Each line must appear in the answer exactly as it does in the data.

══ Material for the task

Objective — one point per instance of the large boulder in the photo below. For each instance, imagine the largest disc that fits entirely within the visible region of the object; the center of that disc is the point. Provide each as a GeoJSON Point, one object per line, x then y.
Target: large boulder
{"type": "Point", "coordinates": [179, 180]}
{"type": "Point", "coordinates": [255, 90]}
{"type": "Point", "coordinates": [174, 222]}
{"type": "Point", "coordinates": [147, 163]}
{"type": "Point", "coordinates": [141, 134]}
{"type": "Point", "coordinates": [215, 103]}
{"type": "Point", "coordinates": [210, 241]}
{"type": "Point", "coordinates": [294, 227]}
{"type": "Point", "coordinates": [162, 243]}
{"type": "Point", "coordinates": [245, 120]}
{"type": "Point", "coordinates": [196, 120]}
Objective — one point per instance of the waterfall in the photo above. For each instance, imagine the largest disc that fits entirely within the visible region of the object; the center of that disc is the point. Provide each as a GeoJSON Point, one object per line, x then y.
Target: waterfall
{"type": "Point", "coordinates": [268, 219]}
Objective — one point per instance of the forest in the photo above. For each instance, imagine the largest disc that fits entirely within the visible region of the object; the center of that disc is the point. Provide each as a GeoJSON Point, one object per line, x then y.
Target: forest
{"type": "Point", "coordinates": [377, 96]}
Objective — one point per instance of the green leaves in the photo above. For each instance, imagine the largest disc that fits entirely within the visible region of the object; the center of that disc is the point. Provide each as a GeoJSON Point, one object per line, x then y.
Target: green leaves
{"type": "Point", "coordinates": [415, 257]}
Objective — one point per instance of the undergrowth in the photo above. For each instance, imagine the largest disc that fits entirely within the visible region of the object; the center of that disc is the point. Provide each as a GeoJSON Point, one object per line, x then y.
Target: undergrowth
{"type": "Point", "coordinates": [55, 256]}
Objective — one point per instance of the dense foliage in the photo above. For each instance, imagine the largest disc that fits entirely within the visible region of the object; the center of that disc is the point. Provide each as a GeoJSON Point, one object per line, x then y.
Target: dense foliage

════

> _Task response_:
Objective — one point per instance of the large boulder in the photo below. For each instance, imagine the largest disc that fits entirely within the visible region of the object; the center of that disc is the point. Provide each as a GeoJSON Point, one object per line, x then y.
Target: large boulder
{"type": "Point", "coordinates": [179, 180]}
{"type": "Point", "coordinates": [255, 90]}
{"type": "Point", "coordinates": [174, 222]}
{"type": "Point", "coordinates": [147, 163]}
{"type": "Point", "coordinates": [141, 134]}
{"type": "Point", "coordinates": [215, 103]}
{"type": "Point", "coordinates": [210, 241]}
{"type": "Point", "coordinates": [294, 227]}
{"type": "Point", "coordinates": [162, 243]}
{"type": "Point", "coordinates": [245, 120]}
{"type": "Point", "coordinates": [196, 120]}
Objective — one point per instance of the waterfall in the photo above. For each instance, imagine the largest disc that fits entirely within the visible region of the object; the center of that disc is the point. Provide each as a GeoJSON Point, one object per line, x then y.
Target: waterfall
{"type": "Point", "coordinates": [268, 219]}
Objective — one point per instance of the forest in the photo above. For each instance, imagine the largest disc that fits entirely within the visible region of the object; the center of that disc is the point. Provide each as a GeoJSON Point, one object per line, x then y.
Target: forest
{"type": "Point", "coordinates": [377, 96]}
Objective — one point per instance of the green leaves in the photo above. For each instance, imagine the largest disc that fits entirely within the visible region of the object; the center of that disc is the point. Provide each as a GeoJSON Point, one object per line, x then y.
Target: green leaves
{"type": "Point", "coordinates": [415, 257]}
Objective — one point per instance of the undergrowth in the photo above. For each instance, imagine the largest disc that fits entirely within the visible region of the object; the center of that disc is the point. Provide each as a GeoJSON Point, one object per line, x then y.
Target: undergrowth
{"type": "Point", "coordinates": [55, 256]}
Objective — one point per instance of the dense foliage in the photo above. For each instance, imagine the largest disc that fits entirely within the visible region of the object; the center of that disc is the point. Provide each as a GeoJSON Point, one object per line, x then y.
Target: dense foliage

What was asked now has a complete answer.